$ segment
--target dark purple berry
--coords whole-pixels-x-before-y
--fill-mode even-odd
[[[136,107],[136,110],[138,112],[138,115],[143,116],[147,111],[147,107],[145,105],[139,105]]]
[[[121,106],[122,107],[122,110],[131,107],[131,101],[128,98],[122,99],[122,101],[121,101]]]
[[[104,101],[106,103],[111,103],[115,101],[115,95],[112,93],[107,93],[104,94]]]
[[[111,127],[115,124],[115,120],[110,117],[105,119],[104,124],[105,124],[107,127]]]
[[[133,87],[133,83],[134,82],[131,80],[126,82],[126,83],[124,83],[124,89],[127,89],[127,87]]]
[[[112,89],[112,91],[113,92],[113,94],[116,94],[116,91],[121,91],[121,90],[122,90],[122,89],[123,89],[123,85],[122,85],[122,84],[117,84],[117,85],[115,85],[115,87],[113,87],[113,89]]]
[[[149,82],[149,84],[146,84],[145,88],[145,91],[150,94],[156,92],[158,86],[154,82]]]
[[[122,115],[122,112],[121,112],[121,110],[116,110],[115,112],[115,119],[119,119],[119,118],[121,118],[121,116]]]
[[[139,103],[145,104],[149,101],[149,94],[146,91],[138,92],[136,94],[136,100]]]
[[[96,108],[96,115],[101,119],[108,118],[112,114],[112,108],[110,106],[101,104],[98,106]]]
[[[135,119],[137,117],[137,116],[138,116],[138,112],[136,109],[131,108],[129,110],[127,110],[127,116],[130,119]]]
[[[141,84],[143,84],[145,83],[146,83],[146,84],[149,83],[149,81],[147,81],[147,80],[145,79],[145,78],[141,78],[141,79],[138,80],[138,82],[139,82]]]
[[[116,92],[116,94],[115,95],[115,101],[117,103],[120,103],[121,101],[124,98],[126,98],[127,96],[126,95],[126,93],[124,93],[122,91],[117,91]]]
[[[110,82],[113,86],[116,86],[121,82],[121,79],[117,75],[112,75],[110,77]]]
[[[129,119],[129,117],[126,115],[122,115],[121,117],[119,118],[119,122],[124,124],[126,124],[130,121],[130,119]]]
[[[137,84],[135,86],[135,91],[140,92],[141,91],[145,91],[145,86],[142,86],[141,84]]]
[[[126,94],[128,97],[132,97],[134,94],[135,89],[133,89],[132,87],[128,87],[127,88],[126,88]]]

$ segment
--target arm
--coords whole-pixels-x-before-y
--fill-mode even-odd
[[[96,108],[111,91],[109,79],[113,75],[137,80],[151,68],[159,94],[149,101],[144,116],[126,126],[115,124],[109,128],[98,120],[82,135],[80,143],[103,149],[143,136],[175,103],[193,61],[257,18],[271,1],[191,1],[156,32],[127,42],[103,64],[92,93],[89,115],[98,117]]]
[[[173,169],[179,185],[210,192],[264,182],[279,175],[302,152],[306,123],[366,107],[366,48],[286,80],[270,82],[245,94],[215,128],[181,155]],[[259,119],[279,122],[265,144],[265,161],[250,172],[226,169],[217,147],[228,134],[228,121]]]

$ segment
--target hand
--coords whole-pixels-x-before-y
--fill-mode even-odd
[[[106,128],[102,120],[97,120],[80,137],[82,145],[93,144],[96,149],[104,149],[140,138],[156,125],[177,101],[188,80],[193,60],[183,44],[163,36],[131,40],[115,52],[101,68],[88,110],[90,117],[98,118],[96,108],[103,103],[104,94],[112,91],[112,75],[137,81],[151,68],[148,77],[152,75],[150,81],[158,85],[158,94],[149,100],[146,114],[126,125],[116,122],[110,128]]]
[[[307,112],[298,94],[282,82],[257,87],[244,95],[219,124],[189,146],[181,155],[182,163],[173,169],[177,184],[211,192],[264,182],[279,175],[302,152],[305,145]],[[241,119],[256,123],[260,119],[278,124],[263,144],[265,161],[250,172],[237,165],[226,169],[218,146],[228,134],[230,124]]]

————

REQUIRED WORK
Extract each record, keeping it identical to the original.

TASK ANSWER
$ segment
--target dark purple berry
--coords whole-pixels-x-before-y
--fill-mode even-odd
[[[136,107],[136,110],[138,112],[138,115],[143,116],[147,111],[147,107],[145,105],[139,105]]]
[[[121,106],[122,107],[122,110],[131,107],[131,101],[128,98],[122,99],[122,101],[121,101]]]
[[[104,101],[106,103],[111,103],[115,101],[115,95],[112,93],[107,93],[104,94]]]
[[[111,127],[115,124],[115,120],[110,117],[105,119],[104,124],[105,124],[107,127]]]
[[[133,87],[133,83],[134,82],[131,80],[126,82],[126,83],[124,83],[124,89],[127,89],[127,87]]]
[[[112,89],[112,91],[113,92],[113,94],[116,94],[116,91],[121,91],[121,90],[122,90],[122,89],[123,89],[123,85],[122,85],[122,84],[117,84],[117,85],[115,85],[115,87],[113,87],[113,89]]]
[[[149,82],[149,84],[146,84],[145,88],[145,91],[150,94],[156,92],[158,86],[154,82]]]
[[[122,115],[122,112],[121,112],[121,110],[116,110],[115,112],[115,119],[119,119],[119,118],[121,118],[121,116]]]
[[[139,103],[145,104],[149,101],[149,94],[146,91],[138,92],[136,94],[136,100]]]
[[[96,108],[96,115],[101,119],[108,118],[112,114],[112,108],[110,106],[101,104],[98,106]]]
[[[135,119],[137,117],[137,116],[138,116],[138,112],[136,109],[131,108],[129,110],[127,110],[127,116],[130,119]]]
[[[141,84],[143,84],[145,83],[146,83],[146,84],[149,83],[149,81],[147,81],[147,80],[145,79],[145,78],[141,78],[141,79],[138,80],[138,82],[139,82]]]
[[[116,92],[116,94],[115,95],[115,101],[117,103],[120,103],[121,101],[124,98],[126,98],[127,96],[126,95],[126,93],[124,93],[122,91],[117,91]]]
[[[110,82],[113,86],[116,86],[121,82],[121,79],[117,75],[112,75],[110,77]]]
[[[129,119],[129,117],[126,115],[122,115],[121,117],[119,118],[119,122],[124,124],[126,124],[130,121],[130,119]]]
[[[137,84],[135,86],[135,91],[140,92],[141,91],[145,91],[145,86],[142,86],[141,84]]]
[[[126,94],[128,97],[132,97],[134,94],[135,89],[133,89],[132,87],[128,87],[127,88],[126,88]]]

$ segment
--target arm
--coords whole-pixels-x-before-y
--fill-mode even-odd
[[[96,108],[111,91],[109,79],[113,75],[137,80],[151,68],[159,94],[149,101],[144,116],[126,126],[115,124],[109,128],[98,120],[82,135],[80,143],[103,149],[143,136],[175,103],[193,61],[257,18],[271,1],[191,1],[156,32],[127,42],[103,64],[92,93],[89,115],[98,117]]]
[[[173,169],[179,185],[210,192],[264,182],[279,175],[302,152],[306,123],[366,107],[366,48],[286,80],[270,82],[245,94],[215,128],[181,155]],[[259,119],[279,122],[265,144],[265,161],[250,172],[226,169],[217,147],[228,134],[228,121]]]

$ segment
--target hand
--coords whole-pixels-x-before-y
--fill-mode even-odd
[[[106,128],[102,120],[97,120],[80,137],[82,145],[93,144],[96,149],[104,149],[140,138],[156,125],[177,101],[188,80],[193,60],[183,44],[163,36],[131,40],[115,52],[101,68],[88,110],[90,117],[98,118],[96,108],[103,103],[104,94],[112,91],[112,75],[137,81],[151,68],[148,77],[152,75],[150,81],[158,85],[158,94],[149,100],[146,114],[126,125],[116,122],[110,128]]]
[[[307,112],[298,94],[282,82],[257,87],[244,95],[219,124],[189,146],[181,155],[182,163],[173,169],[177,184],[211,192],[264,182],[279,175],[302,152],[305,145]],[[241,119],[256,123],[260,119],[278,124],[263,144],[265,161],[250,172],[237,165],[226,169],[218,146],[228,134],[230,124]]]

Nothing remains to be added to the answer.